Written instruction:
Rewrite the lines of the material starting at the one containing "Field-scouting task: mark every instance of the street" and ending at the one containing "point(1154, 399)", swapping "wooden" for "timber" and leaving everything else unchanged.

(Items from a dataset)
────────────────────────────────────────

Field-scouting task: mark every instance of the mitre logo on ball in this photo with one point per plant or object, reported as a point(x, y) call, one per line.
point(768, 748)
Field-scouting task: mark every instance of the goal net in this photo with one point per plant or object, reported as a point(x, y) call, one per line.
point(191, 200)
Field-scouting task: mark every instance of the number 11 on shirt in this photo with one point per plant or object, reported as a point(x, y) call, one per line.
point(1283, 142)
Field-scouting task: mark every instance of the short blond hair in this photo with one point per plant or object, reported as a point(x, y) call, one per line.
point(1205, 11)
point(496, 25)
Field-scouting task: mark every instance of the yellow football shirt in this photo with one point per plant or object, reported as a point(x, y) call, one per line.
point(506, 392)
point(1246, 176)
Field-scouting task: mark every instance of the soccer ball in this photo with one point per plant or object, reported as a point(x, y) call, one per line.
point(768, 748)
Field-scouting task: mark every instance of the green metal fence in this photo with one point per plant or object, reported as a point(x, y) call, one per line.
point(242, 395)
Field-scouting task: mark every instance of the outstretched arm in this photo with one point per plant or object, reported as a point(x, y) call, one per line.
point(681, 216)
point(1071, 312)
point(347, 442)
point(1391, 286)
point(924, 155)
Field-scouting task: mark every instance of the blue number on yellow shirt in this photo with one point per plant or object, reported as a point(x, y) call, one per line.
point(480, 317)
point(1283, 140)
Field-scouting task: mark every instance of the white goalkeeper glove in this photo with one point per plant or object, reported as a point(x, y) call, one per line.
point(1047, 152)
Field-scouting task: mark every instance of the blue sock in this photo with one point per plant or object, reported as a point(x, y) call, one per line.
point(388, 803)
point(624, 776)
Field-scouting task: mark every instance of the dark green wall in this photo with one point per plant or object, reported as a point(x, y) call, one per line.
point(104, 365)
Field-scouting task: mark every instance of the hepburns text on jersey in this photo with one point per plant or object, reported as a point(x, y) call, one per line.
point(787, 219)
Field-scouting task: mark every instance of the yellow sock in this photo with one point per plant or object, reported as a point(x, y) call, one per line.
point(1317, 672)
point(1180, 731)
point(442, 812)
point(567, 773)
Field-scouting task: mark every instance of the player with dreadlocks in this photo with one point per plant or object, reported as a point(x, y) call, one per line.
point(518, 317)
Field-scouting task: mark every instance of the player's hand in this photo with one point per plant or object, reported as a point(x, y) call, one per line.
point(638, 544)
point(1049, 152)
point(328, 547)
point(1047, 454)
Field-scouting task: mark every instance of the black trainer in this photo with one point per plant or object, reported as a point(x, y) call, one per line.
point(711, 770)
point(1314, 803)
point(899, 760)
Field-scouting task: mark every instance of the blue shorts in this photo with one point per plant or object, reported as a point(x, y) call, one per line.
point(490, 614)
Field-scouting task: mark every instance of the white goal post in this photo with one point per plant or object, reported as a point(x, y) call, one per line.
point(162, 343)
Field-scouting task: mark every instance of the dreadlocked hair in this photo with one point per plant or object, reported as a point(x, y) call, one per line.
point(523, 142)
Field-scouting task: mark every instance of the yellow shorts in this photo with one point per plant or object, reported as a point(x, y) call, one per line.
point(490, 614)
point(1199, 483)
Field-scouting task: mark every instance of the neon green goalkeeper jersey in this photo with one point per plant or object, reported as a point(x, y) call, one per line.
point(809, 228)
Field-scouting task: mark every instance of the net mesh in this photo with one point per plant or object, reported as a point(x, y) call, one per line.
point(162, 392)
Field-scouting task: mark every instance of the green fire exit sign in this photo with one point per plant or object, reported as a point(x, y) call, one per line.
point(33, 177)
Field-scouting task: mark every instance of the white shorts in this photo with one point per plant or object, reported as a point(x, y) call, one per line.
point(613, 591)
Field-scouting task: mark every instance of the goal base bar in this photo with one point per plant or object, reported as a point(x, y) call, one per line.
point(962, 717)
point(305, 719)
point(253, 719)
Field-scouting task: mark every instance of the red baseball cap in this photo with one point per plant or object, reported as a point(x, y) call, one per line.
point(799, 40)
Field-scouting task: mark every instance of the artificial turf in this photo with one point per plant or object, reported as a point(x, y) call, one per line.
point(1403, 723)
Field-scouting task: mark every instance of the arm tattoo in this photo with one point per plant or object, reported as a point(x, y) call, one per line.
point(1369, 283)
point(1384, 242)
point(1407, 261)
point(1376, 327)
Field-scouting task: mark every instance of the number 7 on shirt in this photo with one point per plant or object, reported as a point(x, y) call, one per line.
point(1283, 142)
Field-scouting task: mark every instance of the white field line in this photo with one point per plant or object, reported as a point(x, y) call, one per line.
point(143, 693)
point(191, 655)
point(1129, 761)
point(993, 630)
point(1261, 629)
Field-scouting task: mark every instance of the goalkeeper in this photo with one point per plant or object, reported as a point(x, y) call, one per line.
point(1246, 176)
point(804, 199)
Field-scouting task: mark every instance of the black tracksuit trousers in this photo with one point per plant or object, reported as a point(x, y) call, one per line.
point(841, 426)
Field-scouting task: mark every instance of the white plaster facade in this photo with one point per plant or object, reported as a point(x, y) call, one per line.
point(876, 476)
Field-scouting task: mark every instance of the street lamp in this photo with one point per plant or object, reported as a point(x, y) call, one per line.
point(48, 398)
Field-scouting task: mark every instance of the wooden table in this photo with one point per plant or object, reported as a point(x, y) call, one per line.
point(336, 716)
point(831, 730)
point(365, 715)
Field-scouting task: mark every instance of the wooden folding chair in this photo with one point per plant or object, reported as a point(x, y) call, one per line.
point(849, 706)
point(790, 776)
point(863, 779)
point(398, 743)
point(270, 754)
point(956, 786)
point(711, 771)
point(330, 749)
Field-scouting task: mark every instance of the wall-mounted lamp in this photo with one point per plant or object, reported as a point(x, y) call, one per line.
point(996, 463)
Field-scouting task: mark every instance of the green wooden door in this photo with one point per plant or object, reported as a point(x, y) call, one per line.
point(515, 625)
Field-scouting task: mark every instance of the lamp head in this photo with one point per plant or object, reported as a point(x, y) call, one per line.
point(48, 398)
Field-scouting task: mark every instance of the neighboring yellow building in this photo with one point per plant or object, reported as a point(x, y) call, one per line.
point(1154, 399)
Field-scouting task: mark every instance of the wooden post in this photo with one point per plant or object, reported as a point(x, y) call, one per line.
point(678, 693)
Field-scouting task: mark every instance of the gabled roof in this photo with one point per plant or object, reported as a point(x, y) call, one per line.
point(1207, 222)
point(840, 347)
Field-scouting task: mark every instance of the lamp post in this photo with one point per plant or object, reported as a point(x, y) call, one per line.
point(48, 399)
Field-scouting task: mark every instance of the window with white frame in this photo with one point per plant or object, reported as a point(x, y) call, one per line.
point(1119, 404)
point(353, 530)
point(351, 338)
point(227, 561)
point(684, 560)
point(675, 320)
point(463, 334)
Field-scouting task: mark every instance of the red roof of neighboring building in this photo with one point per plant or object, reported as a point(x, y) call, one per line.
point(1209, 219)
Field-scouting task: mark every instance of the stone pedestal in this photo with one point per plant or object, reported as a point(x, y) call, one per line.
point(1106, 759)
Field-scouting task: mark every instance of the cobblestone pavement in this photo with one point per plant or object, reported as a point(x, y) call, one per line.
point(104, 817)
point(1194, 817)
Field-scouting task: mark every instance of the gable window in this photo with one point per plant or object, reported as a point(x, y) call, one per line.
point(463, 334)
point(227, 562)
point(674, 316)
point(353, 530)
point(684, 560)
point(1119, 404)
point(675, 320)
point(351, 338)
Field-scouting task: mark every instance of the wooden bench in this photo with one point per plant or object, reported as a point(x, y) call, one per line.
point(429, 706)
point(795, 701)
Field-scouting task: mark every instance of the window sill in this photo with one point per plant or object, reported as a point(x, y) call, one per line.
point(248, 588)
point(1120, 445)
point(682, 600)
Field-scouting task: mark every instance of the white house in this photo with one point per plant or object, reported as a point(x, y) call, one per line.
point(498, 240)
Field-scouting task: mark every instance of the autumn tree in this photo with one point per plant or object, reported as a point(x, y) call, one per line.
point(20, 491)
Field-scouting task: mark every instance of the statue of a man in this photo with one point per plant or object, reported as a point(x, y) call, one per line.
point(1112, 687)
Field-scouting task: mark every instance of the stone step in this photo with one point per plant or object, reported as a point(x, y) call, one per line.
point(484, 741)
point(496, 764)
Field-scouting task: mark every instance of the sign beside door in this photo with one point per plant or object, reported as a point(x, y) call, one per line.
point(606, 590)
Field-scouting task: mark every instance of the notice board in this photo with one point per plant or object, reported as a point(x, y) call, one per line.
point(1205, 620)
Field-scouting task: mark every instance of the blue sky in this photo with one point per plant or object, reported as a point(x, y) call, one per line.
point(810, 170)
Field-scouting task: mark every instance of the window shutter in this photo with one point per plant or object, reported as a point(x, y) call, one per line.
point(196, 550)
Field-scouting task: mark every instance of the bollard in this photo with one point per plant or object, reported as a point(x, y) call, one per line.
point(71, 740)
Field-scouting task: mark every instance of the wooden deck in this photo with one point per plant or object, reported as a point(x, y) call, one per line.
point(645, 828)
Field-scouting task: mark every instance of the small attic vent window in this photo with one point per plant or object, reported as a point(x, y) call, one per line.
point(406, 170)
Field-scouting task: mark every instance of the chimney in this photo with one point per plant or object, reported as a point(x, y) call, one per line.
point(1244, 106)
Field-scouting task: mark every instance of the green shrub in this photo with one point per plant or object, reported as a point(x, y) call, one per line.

────────────────────────────────────────

Output for this exercise:
Field-scouting task: mark every instance of the street lamp in this photo with one point per plant or object, reported as a point(x, y) call, one per line.
point(48, 398)
Field-scouting task: mark every instance of the timber table in this photo with one point per plant or object, reported as a point(x, y) call, one per line.
point(336, 716)
point(831, 730)
point(365, 715)
Field-scouting task: mark every instance of the timber folding chair in this photo with one point per plant or object, reported as a point(x, y) call, one per line.
point(849, 706)
point(790, 776)
point(863, 779)
point(398, 743)
point(270, 754)
point(956, 786)
point(711, 771)
point(330, 749)
Field-scouting task: mark every instance of the wall-mounted lamp in this photo with one point per plant or object, reported as a point(x, y) call, one per line.
point(996, 463)
Field-scouting task: mark every instance of the green timber door in this photo with one point per plant or object, reported as a point(x, y) call, one per line.
point(515, 625)
Field-scouting task: mark every instance of the lamp head in this photo with one point per plant or object, reported as a point(x, y) call, one per line.
point(48, 398)
Field-scouting task: mark every instance of the neighboring yellow building in this photo with one point per plant or object, reported as a point(x, y) call, one per line.
point(1154, 399)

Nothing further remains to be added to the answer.